● **MATERIAL SHOWN**:
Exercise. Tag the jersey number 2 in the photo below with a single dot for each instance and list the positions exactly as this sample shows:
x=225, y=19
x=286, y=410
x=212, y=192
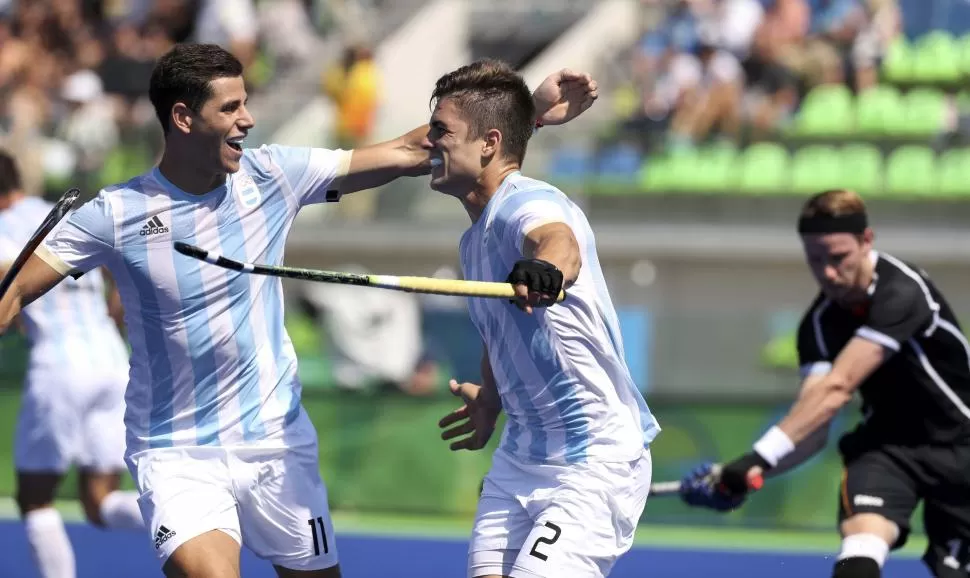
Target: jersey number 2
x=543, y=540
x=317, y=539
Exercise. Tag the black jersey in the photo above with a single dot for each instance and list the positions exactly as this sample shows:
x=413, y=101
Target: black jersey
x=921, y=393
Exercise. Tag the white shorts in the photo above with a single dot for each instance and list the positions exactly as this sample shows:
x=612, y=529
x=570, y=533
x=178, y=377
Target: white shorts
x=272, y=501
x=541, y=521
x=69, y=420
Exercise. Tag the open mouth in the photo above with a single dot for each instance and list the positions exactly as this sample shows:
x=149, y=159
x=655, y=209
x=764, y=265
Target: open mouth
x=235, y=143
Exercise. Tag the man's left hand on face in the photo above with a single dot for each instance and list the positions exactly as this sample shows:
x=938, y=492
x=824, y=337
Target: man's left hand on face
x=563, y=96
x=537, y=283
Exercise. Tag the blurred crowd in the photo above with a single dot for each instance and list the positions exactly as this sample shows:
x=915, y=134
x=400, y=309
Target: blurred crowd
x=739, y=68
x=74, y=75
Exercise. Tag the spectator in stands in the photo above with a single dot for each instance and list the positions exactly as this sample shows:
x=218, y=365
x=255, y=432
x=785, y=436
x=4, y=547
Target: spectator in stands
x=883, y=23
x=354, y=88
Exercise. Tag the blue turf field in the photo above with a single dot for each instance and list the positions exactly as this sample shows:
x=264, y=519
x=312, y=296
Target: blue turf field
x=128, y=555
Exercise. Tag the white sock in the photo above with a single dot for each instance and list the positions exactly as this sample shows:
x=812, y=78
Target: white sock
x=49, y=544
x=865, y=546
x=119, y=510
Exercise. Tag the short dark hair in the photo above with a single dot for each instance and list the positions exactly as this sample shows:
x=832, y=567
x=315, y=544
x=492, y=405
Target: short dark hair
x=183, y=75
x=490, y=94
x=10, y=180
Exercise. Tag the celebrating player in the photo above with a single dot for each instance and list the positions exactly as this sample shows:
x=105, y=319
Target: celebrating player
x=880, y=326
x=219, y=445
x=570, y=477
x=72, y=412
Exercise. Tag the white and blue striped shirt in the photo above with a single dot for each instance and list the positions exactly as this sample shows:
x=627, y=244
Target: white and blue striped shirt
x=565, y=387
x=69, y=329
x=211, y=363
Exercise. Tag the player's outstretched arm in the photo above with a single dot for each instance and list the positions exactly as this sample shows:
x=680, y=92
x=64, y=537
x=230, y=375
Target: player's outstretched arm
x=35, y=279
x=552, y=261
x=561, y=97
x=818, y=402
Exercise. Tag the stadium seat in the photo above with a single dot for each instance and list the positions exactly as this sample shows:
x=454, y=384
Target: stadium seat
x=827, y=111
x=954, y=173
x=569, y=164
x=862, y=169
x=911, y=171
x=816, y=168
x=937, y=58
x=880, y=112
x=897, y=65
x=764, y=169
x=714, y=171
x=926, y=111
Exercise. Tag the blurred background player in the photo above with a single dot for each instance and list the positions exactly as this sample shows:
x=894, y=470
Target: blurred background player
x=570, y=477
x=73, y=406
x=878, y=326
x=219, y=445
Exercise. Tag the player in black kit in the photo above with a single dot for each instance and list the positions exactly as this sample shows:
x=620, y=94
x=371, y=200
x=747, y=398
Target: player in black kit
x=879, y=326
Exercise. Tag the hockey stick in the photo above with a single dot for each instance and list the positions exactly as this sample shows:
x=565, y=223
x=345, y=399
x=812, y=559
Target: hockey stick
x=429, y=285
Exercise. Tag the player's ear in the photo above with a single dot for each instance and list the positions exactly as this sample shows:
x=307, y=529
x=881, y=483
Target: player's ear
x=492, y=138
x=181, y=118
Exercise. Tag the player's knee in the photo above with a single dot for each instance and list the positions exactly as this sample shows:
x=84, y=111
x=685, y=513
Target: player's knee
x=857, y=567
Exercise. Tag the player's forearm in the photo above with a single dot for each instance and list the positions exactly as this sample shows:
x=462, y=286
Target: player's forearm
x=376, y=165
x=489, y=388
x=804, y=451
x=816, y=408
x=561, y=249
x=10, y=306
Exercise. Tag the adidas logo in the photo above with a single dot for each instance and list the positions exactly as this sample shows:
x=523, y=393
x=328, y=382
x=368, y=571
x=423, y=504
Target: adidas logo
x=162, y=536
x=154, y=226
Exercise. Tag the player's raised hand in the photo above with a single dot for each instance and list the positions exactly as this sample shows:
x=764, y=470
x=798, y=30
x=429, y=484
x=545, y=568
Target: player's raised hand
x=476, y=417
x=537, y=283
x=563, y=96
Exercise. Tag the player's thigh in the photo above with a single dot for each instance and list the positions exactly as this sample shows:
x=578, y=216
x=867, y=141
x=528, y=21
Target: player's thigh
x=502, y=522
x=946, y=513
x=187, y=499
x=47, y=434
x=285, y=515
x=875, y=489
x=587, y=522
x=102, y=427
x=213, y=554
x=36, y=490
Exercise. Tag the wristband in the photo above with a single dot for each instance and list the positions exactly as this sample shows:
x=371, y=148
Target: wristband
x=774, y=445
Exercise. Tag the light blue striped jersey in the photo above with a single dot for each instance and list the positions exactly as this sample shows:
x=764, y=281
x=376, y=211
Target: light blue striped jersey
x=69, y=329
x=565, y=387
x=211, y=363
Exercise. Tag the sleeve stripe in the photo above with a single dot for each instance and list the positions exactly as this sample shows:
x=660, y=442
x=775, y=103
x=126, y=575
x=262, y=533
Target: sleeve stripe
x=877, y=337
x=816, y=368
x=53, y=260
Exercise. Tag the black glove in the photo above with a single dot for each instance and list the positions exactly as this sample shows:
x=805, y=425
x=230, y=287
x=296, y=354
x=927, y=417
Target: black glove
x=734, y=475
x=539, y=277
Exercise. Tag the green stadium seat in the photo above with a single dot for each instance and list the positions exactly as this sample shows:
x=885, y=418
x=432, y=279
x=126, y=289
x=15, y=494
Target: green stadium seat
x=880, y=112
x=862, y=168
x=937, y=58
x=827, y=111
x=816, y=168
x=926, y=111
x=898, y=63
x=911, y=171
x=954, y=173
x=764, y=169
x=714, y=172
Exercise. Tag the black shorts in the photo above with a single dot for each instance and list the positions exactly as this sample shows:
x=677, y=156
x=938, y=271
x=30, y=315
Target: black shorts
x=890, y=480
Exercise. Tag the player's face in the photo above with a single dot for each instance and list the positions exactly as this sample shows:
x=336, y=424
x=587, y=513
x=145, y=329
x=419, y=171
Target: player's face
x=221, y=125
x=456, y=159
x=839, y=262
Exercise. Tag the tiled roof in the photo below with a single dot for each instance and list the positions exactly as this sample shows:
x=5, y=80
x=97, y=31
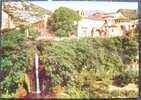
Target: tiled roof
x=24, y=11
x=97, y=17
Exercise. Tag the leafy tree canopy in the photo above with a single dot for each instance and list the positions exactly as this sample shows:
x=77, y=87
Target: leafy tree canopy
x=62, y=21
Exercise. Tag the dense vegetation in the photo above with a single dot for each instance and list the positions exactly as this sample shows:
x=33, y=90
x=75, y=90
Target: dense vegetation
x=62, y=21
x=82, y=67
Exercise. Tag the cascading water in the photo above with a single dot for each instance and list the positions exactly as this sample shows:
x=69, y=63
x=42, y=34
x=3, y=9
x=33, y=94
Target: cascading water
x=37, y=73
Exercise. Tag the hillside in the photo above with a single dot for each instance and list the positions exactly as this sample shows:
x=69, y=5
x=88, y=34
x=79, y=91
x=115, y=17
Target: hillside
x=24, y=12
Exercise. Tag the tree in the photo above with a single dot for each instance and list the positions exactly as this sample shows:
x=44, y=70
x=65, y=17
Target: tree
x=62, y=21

● **ABOUT THIS TASK**:
Look through the records for the word "below". Every line that has it should be copied.

● **RESPONSE TO THIS TASK**:
Exercise. Tag the jersey number 2 in the photo below with a single dot for each instance and list the positions exactly as this sample shows:
Exercise. Tag the tiled roof in the photo below with a single dot for each instance and list the positions exactly as this sample shows:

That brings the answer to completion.